READING TEXT:
^^^^^^^^^^^^^^^^

I just don't trust theories that are as general as the ones Warpus is advancing. To me, talking about "alpha male-ness" in that way is on par with saying "ladies in China really liked men with almond-shaped eyes, which is why so many of them have eyes that are more almond-shaped than in European men. Almond-shaped eyes were useful for hunting in China's environment, weather and landscape."

*shrug* that's how we analyze the mating habits of the animals on the planet.

We're just another species. Sure, slightly more complicated, but you'll get the most insights into our mating habits if you analyze them from an evolutionary perspective.

There are sociological and cultural influences as well, but biology is a big one. If you ignore it, you won't get a complete picture, only a partial one.
 
To be clear, I'm not saying that sexual selection is nonsense or whatever. I'm saying that I can't trust any specific hypothesis about human evolution that is supposed to predict supposedly universal behaviour among modern humans. There are simply too many unanswered questions. First of all, we're talking about selection pressures that happened 100,000 years ago. We don't know a great deal about that. Secondly, we are extrapolating from a tiny group of people, namely, the observed mating habits of modern Westerners, to the entire human population over all time. Thirdly, we we are proposing that those mating habits are genetic/evolved, rather than socialised/environmental (nature vs nurture). We simply can't be sure about any of these things.

^^^^^^^^^^^^^^^^

Continue the forum exchange about evolutionary explanations of human mating habits, starting right after its final sentence.

PROVIDED MATERIAL:
^^^^^^^^^^^^^^^^

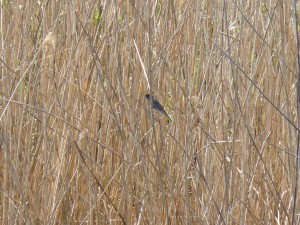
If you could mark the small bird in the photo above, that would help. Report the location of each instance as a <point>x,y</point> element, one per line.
<point>156,105</point>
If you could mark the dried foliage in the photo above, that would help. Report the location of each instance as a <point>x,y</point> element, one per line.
<point>80,145</point>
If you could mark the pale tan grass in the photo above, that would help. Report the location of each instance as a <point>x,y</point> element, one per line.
<point>79,143</point>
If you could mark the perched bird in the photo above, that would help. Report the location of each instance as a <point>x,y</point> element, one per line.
<point>156,105</point>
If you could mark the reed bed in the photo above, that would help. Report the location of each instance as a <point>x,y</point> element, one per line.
<point>80,144</point>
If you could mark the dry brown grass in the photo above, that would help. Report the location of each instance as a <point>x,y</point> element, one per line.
<point>77,144</point>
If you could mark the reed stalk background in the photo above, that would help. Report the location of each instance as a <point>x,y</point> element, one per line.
<point>77,142</point>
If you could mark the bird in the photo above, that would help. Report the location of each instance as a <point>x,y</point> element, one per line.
<point>156,105</point>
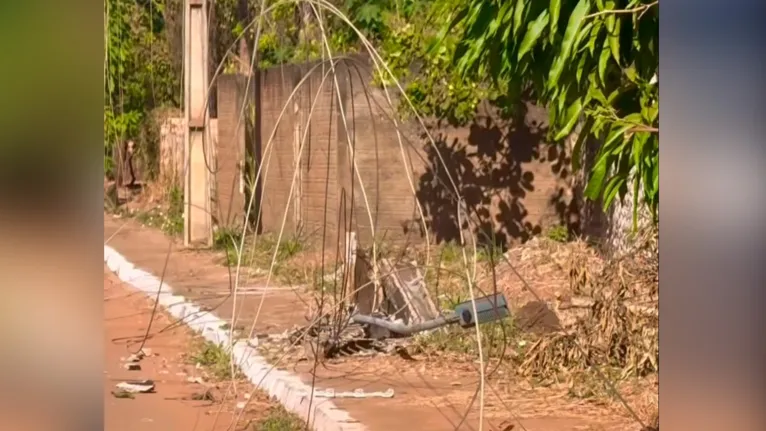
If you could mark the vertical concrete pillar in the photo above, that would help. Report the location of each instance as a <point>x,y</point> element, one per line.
<point>197,202</point>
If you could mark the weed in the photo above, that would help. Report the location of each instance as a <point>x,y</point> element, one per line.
<point>279,419</point>
<point>215,359</point>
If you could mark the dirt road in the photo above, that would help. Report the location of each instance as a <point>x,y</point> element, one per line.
<point>175,404</point>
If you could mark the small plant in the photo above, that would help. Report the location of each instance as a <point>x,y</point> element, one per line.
<point>215,359</point>
<point>228,240</point>
<point>279,419</point>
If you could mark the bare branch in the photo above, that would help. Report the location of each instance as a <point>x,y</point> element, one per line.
<point>639,9</point>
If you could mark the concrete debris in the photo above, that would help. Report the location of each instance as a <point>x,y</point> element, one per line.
<point>136,386</point>
<point>356,393</point>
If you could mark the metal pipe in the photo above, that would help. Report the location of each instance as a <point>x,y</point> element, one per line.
<point>403,329</point>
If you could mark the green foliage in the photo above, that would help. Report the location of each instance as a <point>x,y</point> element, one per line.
<point>591,60</point>
<point>138,72</point>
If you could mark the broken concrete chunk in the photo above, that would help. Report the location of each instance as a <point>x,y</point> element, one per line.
<point>136,386</point>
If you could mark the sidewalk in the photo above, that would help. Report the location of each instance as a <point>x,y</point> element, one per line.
<point>428,396</point>
<point>172,407</point>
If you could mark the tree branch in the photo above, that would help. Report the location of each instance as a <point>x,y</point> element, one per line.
<point>639,9</point>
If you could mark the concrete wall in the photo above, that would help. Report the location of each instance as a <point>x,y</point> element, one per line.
<point>513,181</point>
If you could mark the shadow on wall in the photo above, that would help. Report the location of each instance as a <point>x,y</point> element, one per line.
<point>495,167</point>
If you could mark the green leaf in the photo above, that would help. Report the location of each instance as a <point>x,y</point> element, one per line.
<point>518,15</point>
<point>603,60</point>
<point>570,35</point>
<point>534,30</point>
<point>613,37</point>
<point>614,135</point>
<point>639,140</point>
<point>580,68</point>
<point>613,187</point>
<point>571,118</point>
<point>577,149</point>
<point>596,181</point>
<point>594,33</point>
<point>555,8</point>
<point>585,31</point>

^^^^^^^^^^^^^^^^

TASK ANSWER:
Again, I am absolutely not saying that sexual selection is wrong. I am merely saying that there is very little to prove that a statement like "Alpha male cavemen were more successful hunters and acquirers of women than their geeky counterparts" is in any way true. There are simply so many BS theories about selection, especially as it relates to gender roles, that I'm not inclined to believe any of them without a whole lot of proof. That means literature reviews and textbooks, not internet links or newspaper articles. Just because a narrative sounds plausible doesn't mean it's true.
 
By way of example, it's entirely possible that confident men have more sex not because women are attracted to confidence, but because confident men have the confidence to talk to and ask out more women. Is that not just as plausible as the "evolutionary" hypothesis? If this non-evolutionary hypothesis is correct, then it would predict that other traits that cause men to talk to women and ask them out more often will lead to those men having more sex/sexual partners. If you do the field work, you might find that a lot of traits associated with "arsehole-ish" behaviour will also cause those men to talk to more women and therefore having more sex.

Is there any proof that the "fact" (call it a fact for the sake of argument) that arseholes have more sex is due to the preferences of women, rather than due to behaviours associated with being an arsehole?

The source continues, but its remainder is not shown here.